START INPUT FOR THIS TASK
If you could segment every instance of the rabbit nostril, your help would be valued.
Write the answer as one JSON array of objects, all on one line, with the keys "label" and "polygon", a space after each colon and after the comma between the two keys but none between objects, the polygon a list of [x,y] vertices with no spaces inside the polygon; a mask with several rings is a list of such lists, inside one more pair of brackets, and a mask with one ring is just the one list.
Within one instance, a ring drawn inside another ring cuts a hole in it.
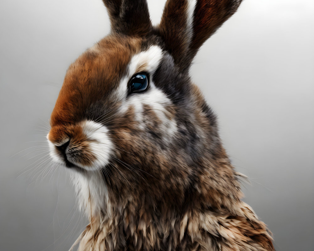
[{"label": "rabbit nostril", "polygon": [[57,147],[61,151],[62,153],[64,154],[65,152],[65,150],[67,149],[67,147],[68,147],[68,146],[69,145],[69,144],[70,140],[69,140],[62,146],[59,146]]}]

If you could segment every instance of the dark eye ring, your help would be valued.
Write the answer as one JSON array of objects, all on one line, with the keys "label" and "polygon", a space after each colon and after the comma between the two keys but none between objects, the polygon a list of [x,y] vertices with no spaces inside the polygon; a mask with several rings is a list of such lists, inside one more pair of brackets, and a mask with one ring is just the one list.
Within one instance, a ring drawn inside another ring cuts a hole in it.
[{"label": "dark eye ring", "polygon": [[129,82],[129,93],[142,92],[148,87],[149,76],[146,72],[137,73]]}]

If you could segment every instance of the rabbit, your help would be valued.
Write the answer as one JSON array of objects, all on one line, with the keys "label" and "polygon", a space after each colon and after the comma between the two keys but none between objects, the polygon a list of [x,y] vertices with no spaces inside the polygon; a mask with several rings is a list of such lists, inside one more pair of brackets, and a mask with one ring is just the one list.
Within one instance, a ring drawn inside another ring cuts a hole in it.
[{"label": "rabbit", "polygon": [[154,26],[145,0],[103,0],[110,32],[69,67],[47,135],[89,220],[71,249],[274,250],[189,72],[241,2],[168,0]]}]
END INPUT FOR THIS TASK
Write all the items above again with every "segment" changed to "outline", keeping everything else the same and leaving out the pictures.

If you could outline every instance of the rabbit nostril, your help would be valued.
Write the answer as one JSON array of objects, all on one line, with the keys "label" and "polygon", a space after each colon and after the comma between the two keys but none between objects, the polygon a list of [x,y] vertices with no spaces inside the polygon; a mask with several rings is a list of such lists, inside one more pair of brackets, and a mask with one ring is just the one list.
Within one instance, a ring drawn inside another ring cuts a hole in it.
[{"label": "rabbit nostril", "polygon": [[57,147],[61,151],[62,153],[64,154],[65,152],[65,150],[67,149],[67,147],[68,147],[68,146],[69,145],[69,144],[70,140],[69,140],[62,146],[59,146]]}]

If you could outline every instance of the dark eye ring, your help would be valued.
Write the answer as one JSON array of objects, all on one line, with the keys "label" and "polygon", a space after each colon and after the comma between the two keys but none between objects, the polygon a list of [x,y] vertices with no spaces inside the polygon; a mask with several rings is a list of such lists, inside one more pair of brackets, and a mask with one ring is just the one list.
Within one instance, a ring drawn inside another ring cuts a hole in it.
[{"label": "dark eye ring", "polygon": [[129,82],[129,93],[142,92],[148,87],[149,76],[146,72],[137,73]]}]

If you could outline every instance of the rabbit, your help would be valued.
Write the answer as one JSON array of objects, all on one line, with the keys "label" and "polygon", a space after each colon and after the comma between the two keys but none between objects, the polygon a list of [x,y] vertices with no spaces inside the polygon; a mask with several rings is a list of such lists, inside one more pair of brackets, and a mask with one ring is just the one list.
Within one instance, a ring drawn inside another ring cuts a hole in it.
[{"label": "rabbit", "polygon": [[154,26],[145,0],[103,0],[110,32],[69,67],[47,135],[89,220],[71,249],[274,250],[189,72],[241,2],[168,0]]}]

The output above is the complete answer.